*Extrait du document*
......

Les fouilles de M. Botta à Khorsabad ne sont pas seulement remarquables par ce qu’elles ont produit : elles auront eu l’éternel honneur d’ouvrir la voie aux explorations assyriennes. C’est un riche et glorieux fleuron que la France peut ajouter à sa couronne scientifique. Ce sont les fouilles de M. Botta qui sont devenues l’occasion de celles d’Angleterre et qui leur ont donné l’impulsion. Le nom de notre savant explorateur vivra dans la science ; seulement il est permis de regretter que les résultats de ses travaux n’aient pas été publiés dans une forme qui en rende la connaissance plus générale et la gloire plus populaire. Des volumes d’un format gigantesque et dont le prix s’élève à plusieurs milliers de francs sont des monuments, sans doute, dignes d’une grande nation ; mais de tels monuments ne sont guère accessibles et ne sortiront jamais d’un cercle bien étroit. L’esprit sagement pratique de nos voisins d’outre-Manche pourrait à cet égard nous servir d’exemple.


Les fouilles de M. Layard à Nimroûd.

Plus d’une fois déjà nous avons nommé M. Layard ; c’est l’éminent explorateur qui, avec M. Botta, a le plus contribué aux découvertes assyriennes. M. Layard appartient à une famille d’origine française. Dans un voyage qu’il faisait en Orient, il vit à Khorsabad les fouilles que poursuivait notre consul. Il y prit un si vif intérêt, que, dès le premier moment, quoique vaguement encore et sans projet défini, sa pensée se tourna vers des recherches semblables. Lui-même s’est toujours plu à reconnaître hautement ce qu’à cet égard il devait à M. Botta.

Un site l’avait frappé en descendant le Tigre de Mossoul à Bagdad : c’était à huit ou neuf heures au sud de la première de ces deux villes, sur la rive orientale du fleuve. Un vaste monticule semé de poteries brisées et de briques aux empreintes cunéiformes indique l’emplacement d’une ville considérable. Le lieu est connu des Arabes sous le nom de Nimroûd, et leurs légendes en font remonter l’origine aux premiers âges du monde. De retour à Constantinople (ou il était attaché à l’ambassade), M. Layard parvint à intéresser à ses projets un de ses opulents compatriotes, et, muni des fonds nécessaires pour les premiers travaux, il se hâta de revenir à Mossoul. C’était en 1845. À Nimroûd, comme à Khorsabad, les excavations annoncèrent promptement ce qu’elles devaient produire. Des portions de murailles, déblayées dès les premiers jours, disaient assez, par la grandeur et la beauté de leurs sculptures, qu’elles faisaient partie d’une demeure royale. Ainsi qu’à Khorsabad, l’incendie qui détruisit l’édifice avait laissé partout ses traces ; dans cette immense étendue de salles successivement dégagées, bien des choses cependant avaient échappé à la destruction. Chaque heure apportait de nouveaux bas-reliefs, de nouvelles inscriptions. Les sculptures murales, comme celles des palais d’Égypte, représentaient les campagnes du prince qui avait bâti le palais ; les inscriptions contiennent le récit de ces campagnes et la longue énumération des pays, des villes et des rois subjugués. Des taureaux ailés à face humaine, tout à fait semblables à ceux de Khorsabad, et, comme ceux-ci, de proportions colossales, gardaient l’entrée principale du palais. Tout ce qui pouvait se détacher et se déplacer a été envoyé à Londres. Étrange destinée de ces restes d’une civilisation éteinte, aujourd’hui transportés aux extrémités de l’Occident, dans une des capitales du monde nouveau qui s’est élevé sur les débris du monde ancien et qui suivent ainsi dans leur déplacement le déplacement même des civilisations !

......

*À faire*
[1] Selon l'extrait sur les fouilles assyriennes, en quelle année M. Layard revint-il à Mossoul ?
[2] Recopiez, s'il vous plaît, le passage de l'extrait sur les fouilles assyriennes allant de « Les fouilles de M. Layard » jusqu'à « à M. Botta. ».
[3] Poursuivez l'extrait sur les fouilles assyriennes en reprenant juste après sa dernière phrase.
La liste placée ensuite n'est d'aucune utilité ici.

*Données fournies*
......

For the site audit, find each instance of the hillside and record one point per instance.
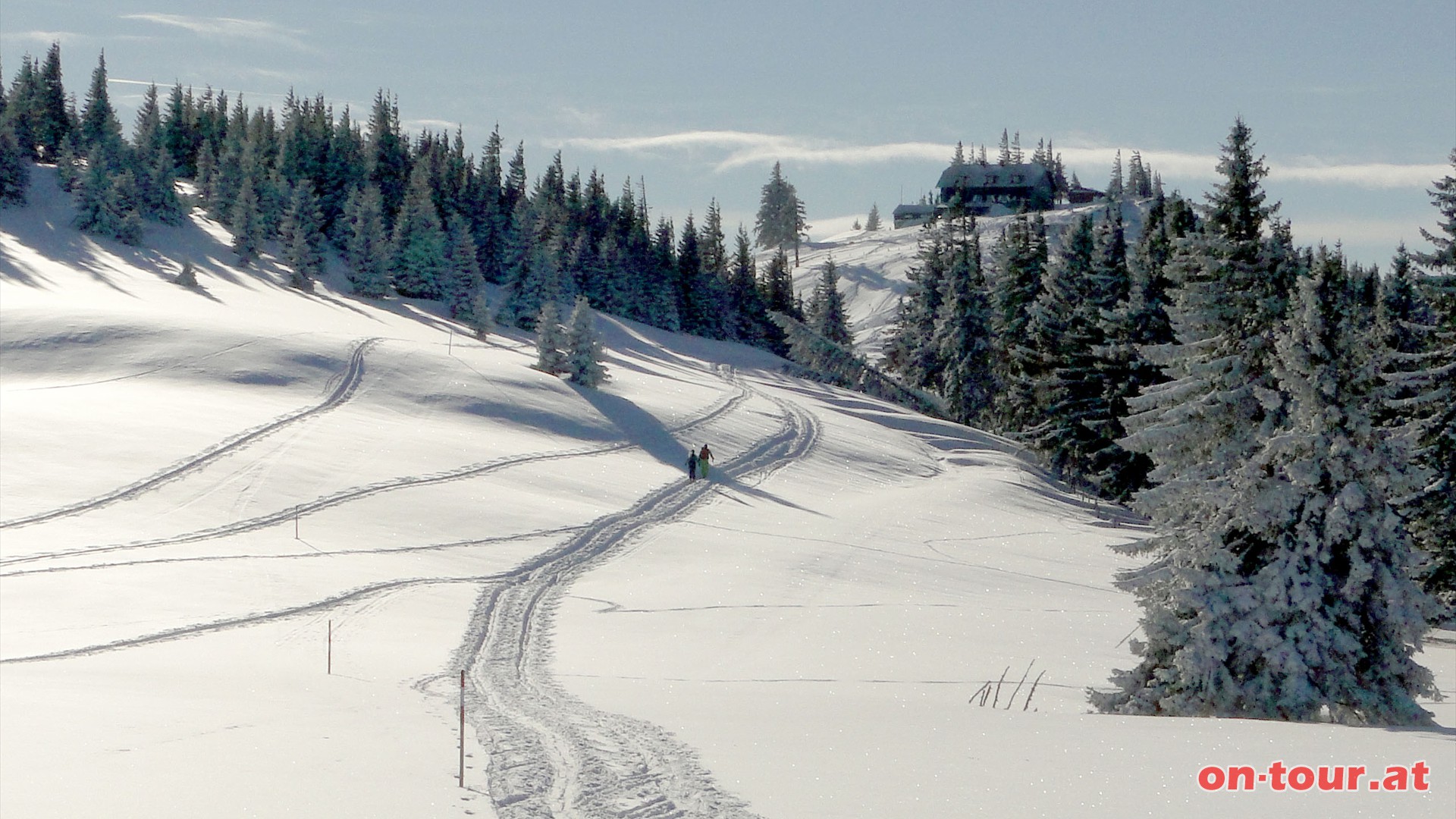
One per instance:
(874, 265)
(249, 541)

......

*Réponses par tâche*
[1] En 1845.

[2]
Les fouilles de M. Layard à Nimroûd.

Plus d’une fois déjà nous avons nommé M. Layard ; c’est l’éminent explorateur qui, avec M. Botta, a le plus contribué aux découvertes assyriennes. M. Layard appartient à une famille d’origine française. Dans un voyage qu’il faisait en Orient, il vit à Khorsabad les fouilles que poursuivait notre consul. Il y prit un si vif intérêt, que, dès le premier moment, quoique vaguement encore et sans projet défini, sa pensée se tourna vers des recherches semblables. Lui-même s’est toujours plu à reconnaître hautement ce qu’à cet égard il devait à M. Botta.

[3]
Les Arabes employés par M. Layard prêtaient leurs bras à ces travaux sans en bien comprendre, on le conçoit, le but ni l’intérêt. Un de leurs cheiks exprimait par des réflexions naïves l’étonnement que lui causait tout ce labeur. « Au nom du Très-Haut, demandait-il, dis-moi, bey, ce que vous allez faire de ces pierres ? Tant de milliers de bourses dépensées pour cela ! Se peut-il, comme tu dis, que ton peuple y apprenne la sagesse ? Ou bien, comme l’assure le cadi, est-ce qu’on va les transporter au palais de votre reine, qui rend un culte à ces idoles comme le reste des infidèles ? Et pour ce qui est de la sagesse, ces figures ne vous apprendront pas à mieux faire les couteaux, les ciseaux et les indiennes ; et n’est-ce pas dans ces choses que les Anglais montrent leur sagesse ? Mais Dieu est grand ! » Puis, après un moment de pause : « Voilà des pierres qui sont enterrées depuis le temps de Noé, — la paix soit avec lui ! Peut-être elles étaient sous terre avant le déluge. J’ai vécu dans le pays depuis des années. Mon père et le père de mon père plantaient leurs tentes ici avant moi ; et jamais, ni eux ni moi, nous n’avions ouï parler de ces figures. Depuis douze cents ans et plus, les vrais croyants sont établis dans ces contrées, et pas un d’eux n’a jamais entendu parler d’un palais souterrain, ni ceux qui y étaient avant eux. Et voici un Franc qui arrive ici de je ne sais de combien de journées de marche. Il vient droit à la place, et il prend un bâton, et il trace ici une ligne, et là une autre ligne, et il nous dit : ici est le palais, là est la porte ; et il nous montre des choses que nous avons eues sous les pieds sans en rien savoir. Étonnant ! étonnant ! Est-ce dans vos livres, est-ce par magie, est-ce par vos prophètes que vous avez appris ces choses ? Dis-moi, ô bey ! dis-moi le secret de la sagesse. »

Ce n’est pas seulement un palais que M. Layard a déblayé sous le tumulus qui recouvrait cette Pompéi orientale : ce sont trois palais renfermés dans une commune enceinte, et qui occupaient l’angle sud-ouest de l’ancienne cité. Nous ne pouvons suivre dans le détail de ses fouilles l’heureux émule de M. Botta. Tantôt les excavations sont pratiquées par des tranchées à ciel ouvert, tantôt par des galeries souterraines longeant les parois intérieures des salles. L’ensemble de ces travaux présente un très-vaste développement.